*** Passage ***
[configure] Collecting Performance Metrics With sar and iostat on Minimal-OS Nodes

jing2uo · jing2uo · commit 685facd92223 · 2026-04-22T23:36:02.000+08:00
diff --git a/docs/en/solutions/Collecting_Performance_Metrics_With_sar_and_iostat_on_Minimal_OS_Nodes.md b/docs/en/solutions/Collecting_Performance_Metrics_With_sar_and_iostat_on_Minimal_OS_Nodes.md
@@ -0,0 +1,89 @@
+---
+kind:
+   - How To
+products:
+   - Alauda Container Platform
+ProductsVersion:
+   - 4.1.0,4.2.x
+---
+## Issue
+
+Troubleshooting a slow node usually starts with `sar`, `iostat`, or `vmstat` to see CPU load, memory pressure, disk throughput, and context-switch rates. On modern container-optimised node OSes these tools are not installed into the host PATH by design — the OS image is intentionally minimal. Running `sar` via SSH returns `command not found`, and operators lose a familiar first-level triage surface.
+
+## Root Cause
+
+ACP nodes typically run an immutable, minimal operating system. These distributions omit discretionary packages (including `sysstat`, which provides `sar`, `iostat`, `mpstat`) to reduce the attack surface and keep the image small. Installing the package directly on the host is either impossible (read-only root) or discouraged (the change is rolled away at the next node reconcile).
*** End of Passage ***
Summarize the guide on collecting performance metrics in two sentences. The records have no connection to the guide on collecting performance metrics.
*** Data excerpts ***
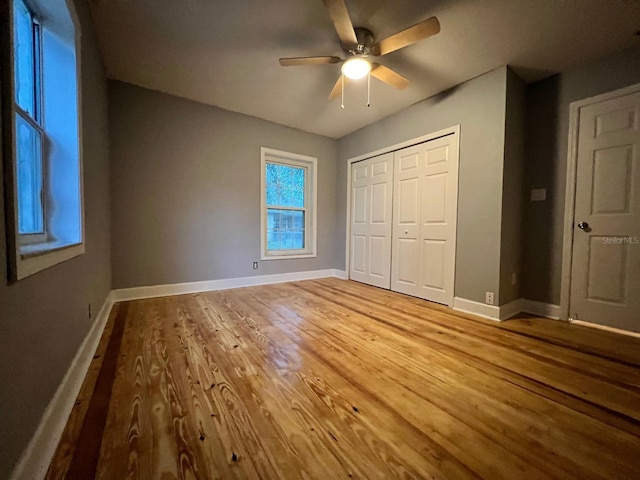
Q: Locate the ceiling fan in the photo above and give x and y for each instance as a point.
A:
(359, 44)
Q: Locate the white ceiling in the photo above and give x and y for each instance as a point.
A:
(225, 52)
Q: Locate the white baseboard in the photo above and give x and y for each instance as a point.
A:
(35, 459)
(508, 310)
(137, 293)
(604, 327)
(546, 310)
(476, 308)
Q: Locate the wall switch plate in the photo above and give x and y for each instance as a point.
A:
(538, 194)
(488, 298)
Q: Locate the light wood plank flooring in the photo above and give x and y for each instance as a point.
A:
(331, 379)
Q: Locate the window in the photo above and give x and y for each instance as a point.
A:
(41, 106)
(29, 133)
(288, 198)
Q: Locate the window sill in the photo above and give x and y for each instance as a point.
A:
(287, 256)
(37, 257)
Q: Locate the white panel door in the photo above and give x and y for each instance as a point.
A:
(371, 196)
(425, 213)
(605, 273)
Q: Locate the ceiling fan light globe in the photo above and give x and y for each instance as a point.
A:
(356, 68)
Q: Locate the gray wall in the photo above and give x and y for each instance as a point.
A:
(45, 317)
(186, 190)
(512, 190)
(546, 147)
(478, 106)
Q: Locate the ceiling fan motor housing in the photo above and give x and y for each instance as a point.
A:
(365, 41)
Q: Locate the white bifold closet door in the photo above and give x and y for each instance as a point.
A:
(425, 198)
(371, 196)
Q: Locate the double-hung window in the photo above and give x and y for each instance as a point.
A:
(288, 217)
(41, 134)
(28, 124)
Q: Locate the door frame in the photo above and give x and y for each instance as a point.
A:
(570, 190)
(454, 130)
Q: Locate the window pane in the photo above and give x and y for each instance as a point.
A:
(29, 173)
(285, 229)
(285, 185)
(24, 58)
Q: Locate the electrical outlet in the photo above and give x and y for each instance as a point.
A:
(488, 298)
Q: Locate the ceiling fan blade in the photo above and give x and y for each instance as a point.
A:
(389, 76)
(337, 88)
(407, 37)
(341, 21)
(295, 61)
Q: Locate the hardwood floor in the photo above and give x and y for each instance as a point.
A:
(333, 379)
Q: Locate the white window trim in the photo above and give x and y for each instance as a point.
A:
*** End of Data excerpts ***
**Expected answer:** Tools such as `sar`, `iostat`, and `vmstat` are commonly used to troubleshoot a slow node, but they are not installed on container-optimized node operating systems, so running `sar` over SSH returns `command not found`. This happens because ACP nodes typically run an immutable, minimal OS that leaves out packages like `sysstat` to reduce the attack surface and keep the image small, and installing it on the host is either impossible or discouraged.